* PASSAGE SHOWN *

The recent stories concerning the IPO of Facebook, in which huge amounts of money were lost very quickly, reminded me vividly of my own experience with an Internet start-up company. It took place well over a decade ago, but the results seem to me very similar. Arthur Brisbane, the “Public Editor” (formerly ombudsman) for the New York Times, wrote an article for the June 3 issue explaining that the Times had done a pretty good job of setting out the real situation with the Facebook IPO but that it could have done better for its readers who aren’t already financial experts. I coulda told ‘em.From 1980 until 1991, I worked as a DJ for WDST, in Woodstock, which was at the time a wonderful radio station appealing to many interests and vividly reflecting the character of its home town. I’ve written about this experience already in this series. When I left WDST, it was because my Sunday afternoon program was being eliminated and I knew that was the time when I reached the most people. (In 1987, an Arbitron survey revealed that my classical music program was reaching more listeners than the programs of any other Ulster County radio station, an unusual success.)

More than five years after I left WDST, I got a call from the program director, Richard Fusco. He was someone I had worked with, and while we weren’t exactly best buddies—he was the guy who yelled at me for playing music by Steve Reich, a few years before the owner asked me to interview Reich—I was willing to talk to him.

Richard outlined for me a grand project that the owner and staff of WDST were about to start. It was to be called Radio Woodstock, and it was going to be an Internet project with several simultaneous streams of programming coming from Woodstock and promoted to the outside world. Among the people he mentioned as having agreed to become part of the project were Richie Havens, one of the best-known musicians ever to live in Woodstock, and Randall Craig Fleischer, then and still music director of the Hudson Valley Philharmonic. I was particularly impressed that Fleisher had agreed to work for them, since I have great respect for the guy. He’s a superb musician.

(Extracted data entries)
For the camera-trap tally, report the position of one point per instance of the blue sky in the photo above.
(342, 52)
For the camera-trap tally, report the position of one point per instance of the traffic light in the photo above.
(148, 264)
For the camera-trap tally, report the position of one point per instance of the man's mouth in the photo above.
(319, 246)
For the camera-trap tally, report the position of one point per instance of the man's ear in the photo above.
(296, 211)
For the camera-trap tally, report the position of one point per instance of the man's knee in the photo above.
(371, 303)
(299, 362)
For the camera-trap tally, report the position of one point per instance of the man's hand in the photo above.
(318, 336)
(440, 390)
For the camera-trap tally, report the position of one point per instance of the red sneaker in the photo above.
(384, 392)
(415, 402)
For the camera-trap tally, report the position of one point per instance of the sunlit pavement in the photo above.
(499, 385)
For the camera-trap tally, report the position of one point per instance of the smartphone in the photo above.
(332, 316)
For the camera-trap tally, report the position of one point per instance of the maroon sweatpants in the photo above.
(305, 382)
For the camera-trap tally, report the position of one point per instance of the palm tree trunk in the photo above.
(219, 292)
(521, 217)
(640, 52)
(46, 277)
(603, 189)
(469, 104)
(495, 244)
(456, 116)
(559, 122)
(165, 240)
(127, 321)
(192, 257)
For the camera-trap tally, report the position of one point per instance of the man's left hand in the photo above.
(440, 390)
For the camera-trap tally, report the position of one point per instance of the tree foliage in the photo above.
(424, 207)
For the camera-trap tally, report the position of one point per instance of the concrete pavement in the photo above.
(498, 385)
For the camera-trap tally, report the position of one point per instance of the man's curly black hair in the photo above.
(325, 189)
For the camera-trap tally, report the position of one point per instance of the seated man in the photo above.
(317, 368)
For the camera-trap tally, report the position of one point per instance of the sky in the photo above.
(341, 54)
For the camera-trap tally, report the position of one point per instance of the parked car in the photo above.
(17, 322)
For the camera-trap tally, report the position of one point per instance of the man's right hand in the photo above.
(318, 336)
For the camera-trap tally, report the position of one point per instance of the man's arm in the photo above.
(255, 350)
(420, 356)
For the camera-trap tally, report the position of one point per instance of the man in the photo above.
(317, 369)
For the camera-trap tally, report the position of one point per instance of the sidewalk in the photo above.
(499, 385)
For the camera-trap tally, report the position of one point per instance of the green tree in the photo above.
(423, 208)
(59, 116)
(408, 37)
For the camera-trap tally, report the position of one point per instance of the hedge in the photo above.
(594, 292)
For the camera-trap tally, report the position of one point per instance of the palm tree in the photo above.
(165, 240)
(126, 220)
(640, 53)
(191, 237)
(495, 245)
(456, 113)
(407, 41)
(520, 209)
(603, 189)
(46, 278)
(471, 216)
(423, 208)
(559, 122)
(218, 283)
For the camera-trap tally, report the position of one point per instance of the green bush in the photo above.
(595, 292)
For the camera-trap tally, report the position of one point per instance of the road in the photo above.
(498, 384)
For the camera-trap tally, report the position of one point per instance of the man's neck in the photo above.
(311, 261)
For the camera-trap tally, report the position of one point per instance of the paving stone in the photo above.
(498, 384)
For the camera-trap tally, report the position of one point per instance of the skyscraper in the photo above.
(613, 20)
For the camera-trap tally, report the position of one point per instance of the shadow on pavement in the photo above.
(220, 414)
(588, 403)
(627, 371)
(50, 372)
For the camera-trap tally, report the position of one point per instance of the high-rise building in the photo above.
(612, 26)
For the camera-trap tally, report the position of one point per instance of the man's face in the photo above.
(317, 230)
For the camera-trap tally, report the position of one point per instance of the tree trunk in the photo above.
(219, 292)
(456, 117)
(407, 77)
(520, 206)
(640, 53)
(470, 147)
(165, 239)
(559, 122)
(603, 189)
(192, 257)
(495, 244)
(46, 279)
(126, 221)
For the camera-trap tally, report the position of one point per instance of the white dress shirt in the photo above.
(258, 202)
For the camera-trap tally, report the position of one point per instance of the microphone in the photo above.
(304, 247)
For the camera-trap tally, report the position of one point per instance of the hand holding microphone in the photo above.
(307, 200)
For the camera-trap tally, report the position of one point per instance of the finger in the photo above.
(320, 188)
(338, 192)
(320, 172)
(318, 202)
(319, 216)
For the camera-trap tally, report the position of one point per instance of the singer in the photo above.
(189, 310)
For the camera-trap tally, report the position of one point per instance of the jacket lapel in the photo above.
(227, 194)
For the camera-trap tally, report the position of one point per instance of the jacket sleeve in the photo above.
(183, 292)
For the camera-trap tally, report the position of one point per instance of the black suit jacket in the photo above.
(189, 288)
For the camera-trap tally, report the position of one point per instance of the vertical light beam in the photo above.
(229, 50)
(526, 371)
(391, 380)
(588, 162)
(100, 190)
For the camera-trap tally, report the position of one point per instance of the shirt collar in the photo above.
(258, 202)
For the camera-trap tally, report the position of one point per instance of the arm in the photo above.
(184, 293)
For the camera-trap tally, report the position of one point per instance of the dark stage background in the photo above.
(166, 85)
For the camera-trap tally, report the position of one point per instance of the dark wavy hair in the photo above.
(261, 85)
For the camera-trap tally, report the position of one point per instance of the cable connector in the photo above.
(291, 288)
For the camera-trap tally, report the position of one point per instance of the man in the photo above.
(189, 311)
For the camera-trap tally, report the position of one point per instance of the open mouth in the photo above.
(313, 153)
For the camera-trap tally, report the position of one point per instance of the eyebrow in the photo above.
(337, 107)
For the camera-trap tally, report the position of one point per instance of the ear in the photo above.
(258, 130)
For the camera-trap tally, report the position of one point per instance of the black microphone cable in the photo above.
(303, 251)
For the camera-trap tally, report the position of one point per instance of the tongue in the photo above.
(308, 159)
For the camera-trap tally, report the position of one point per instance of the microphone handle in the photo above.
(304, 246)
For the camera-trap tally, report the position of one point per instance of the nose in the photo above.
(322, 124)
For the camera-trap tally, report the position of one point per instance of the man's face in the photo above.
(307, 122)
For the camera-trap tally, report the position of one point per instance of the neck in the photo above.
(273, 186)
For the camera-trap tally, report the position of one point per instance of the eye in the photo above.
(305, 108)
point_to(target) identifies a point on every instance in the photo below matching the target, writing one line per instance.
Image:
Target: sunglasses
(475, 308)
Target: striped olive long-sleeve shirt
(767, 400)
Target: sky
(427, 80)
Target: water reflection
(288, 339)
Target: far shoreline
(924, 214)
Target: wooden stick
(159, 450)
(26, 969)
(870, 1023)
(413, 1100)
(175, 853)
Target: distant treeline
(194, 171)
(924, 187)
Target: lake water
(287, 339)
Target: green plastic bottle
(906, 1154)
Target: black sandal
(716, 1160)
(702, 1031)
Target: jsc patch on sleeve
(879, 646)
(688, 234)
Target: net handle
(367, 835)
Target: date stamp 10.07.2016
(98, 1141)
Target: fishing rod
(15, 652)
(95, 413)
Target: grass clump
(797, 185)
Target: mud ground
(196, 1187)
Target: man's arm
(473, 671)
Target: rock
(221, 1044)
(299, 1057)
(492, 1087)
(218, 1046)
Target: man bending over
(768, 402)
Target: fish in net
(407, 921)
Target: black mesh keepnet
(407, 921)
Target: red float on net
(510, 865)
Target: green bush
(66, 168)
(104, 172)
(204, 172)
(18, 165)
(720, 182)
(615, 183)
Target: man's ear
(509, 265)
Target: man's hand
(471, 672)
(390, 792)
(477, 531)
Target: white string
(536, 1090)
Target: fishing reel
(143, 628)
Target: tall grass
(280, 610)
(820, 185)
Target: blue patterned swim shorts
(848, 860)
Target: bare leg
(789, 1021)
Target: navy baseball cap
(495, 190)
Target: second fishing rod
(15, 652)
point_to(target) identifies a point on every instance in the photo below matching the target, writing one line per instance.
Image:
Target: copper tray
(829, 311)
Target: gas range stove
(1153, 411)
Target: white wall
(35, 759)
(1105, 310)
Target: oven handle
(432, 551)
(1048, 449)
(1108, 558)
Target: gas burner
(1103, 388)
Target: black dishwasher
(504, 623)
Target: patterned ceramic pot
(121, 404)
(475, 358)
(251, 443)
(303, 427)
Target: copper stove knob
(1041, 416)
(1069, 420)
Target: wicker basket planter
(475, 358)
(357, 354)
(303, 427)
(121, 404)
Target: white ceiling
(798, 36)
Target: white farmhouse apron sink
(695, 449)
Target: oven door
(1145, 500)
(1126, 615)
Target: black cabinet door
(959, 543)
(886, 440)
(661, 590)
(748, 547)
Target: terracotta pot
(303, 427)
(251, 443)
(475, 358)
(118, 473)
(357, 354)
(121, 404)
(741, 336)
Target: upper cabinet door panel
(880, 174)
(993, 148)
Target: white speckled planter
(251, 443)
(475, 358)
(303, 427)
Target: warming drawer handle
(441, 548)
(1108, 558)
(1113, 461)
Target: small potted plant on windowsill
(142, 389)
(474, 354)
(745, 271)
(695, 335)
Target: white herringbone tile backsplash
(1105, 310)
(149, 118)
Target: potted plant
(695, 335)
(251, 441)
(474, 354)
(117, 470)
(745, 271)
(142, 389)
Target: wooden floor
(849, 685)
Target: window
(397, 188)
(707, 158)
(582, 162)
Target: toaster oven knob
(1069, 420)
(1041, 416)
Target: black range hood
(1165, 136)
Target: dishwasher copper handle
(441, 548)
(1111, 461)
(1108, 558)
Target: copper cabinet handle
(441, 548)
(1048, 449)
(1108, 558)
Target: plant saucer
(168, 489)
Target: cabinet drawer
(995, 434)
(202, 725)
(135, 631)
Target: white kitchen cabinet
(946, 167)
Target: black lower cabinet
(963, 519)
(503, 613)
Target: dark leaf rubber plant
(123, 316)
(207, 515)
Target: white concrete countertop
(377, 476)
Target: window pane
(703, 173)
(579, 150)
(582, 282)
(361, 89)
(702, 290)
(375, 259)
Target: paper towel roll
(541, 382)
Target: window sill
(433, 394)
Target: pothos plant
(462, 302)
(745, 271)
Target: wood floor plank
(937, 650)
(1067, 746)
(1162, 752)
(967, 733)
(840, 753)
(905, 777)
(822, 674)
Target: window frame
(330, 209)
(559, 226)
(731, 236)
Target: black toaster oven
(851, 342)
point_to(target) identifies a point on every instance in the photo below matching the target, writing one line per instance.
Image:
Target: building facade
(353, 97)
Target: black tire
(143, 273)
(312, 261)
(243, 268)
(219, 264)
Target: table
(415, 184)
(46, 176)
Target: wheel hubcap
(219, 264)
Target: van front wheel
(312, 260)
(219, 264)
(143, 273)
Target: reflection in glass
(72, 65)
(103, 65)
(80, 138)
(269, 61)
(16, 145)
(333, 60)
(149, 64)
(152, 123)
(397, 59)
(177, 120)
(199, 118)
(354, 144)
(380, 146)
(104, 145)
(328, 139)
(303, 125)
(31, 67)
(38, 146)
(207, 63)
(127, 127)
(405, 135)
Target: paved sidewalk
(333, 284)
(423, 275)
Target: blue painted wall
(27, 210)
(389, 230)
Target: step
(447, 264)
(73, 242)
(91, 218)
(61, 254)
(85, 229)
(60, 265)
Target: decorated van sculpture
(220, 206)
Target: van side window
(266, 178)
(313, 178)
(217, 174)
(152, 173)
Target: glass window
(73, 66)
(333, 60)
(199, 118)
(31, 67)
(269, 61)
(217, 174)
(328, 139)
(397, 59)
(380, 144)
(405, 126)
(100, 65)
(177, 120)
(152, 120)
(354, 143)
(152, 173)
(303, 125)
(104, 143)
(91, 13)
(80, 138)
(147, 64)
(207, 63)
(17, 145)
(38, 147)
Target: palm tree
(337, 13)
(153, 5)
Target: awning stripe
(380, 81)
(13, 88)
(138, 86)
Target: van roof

* WORK TO COMPLETE *
(A) Retype the WDST passage word for word, everything from "More than five" down to "talk to him.".
(B) Repeat, unchanged, everything in the rows from the line containing "Target: palm tree" down to the last line of the rows.

* WORKED ANSWERS *
(A)
More than five years after I left WDST, I got a call from the program director, Richard Fusco. He was someone I had worked with, and while we weren’t exactly best buddies—he was the guy who yelled at me for playing music by Steve Reich, a few years before the owner asked me to interview Reich—I was willing to talk to him.

(B)
Target: palm tree
(337, 13)
(153, 5)
Target: awning stripe
(380, 81)
(13, 88)
(138, 86)
Target: van roof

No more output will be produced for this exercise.